DATA FOR THE TASK:

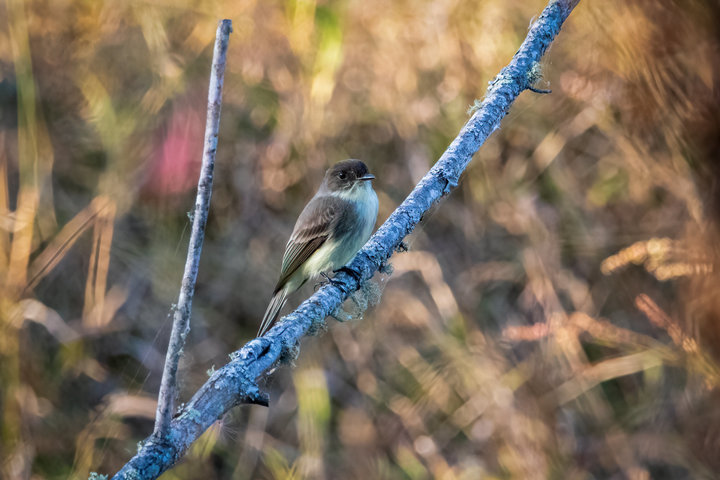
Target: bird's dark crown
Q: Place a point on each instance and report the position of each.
(344, 174)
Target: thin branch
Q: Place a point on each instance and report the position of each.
(181, 318)
(235, 383)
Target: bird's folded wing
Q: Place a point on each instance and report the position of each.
(312, 229)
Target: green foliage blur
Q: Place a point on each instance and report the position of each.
(555, 317)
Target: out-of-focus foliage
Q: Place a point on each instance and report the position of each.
(557, 317)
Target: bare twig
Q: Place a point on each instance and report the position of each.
(181, 318)
(235, 383)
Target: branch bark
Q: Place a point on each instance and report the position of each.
(235, 383)
(181, 318)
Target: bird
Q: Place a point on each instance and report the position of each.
(330, 230)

EXERCISE DESCRIPTION:
Render the lines from the one containing "Target: out-of-focus foliage" through the last line, inclusive, as a Markdown table with columns Row and Line, skipping any blank lines.

WRITTEN RESPONSE:
| Row | Line |
|---|---|
| 1 | Target: out-of-focus foliage |
| 2 | Q: Place a point on each instance and report the position of each. |
| 3 | (557, 317) |
| 4 | Target: bare twig |
| 5 | Q: Place a point on each instance and report the position of each. |
| 6 | (181, 318) |
| 7 | (235, 383) |
| 8 | Target: branch bark |
| 9 | Q: Place a point on each instance and report the position of each. |
| 10 | (235, 383) |
| 11 | (181, 318) |
| 12 | Target: bird |
| 13 | Q: Place a point on each instance and report the position of each. |
| 14 | (330, 230) |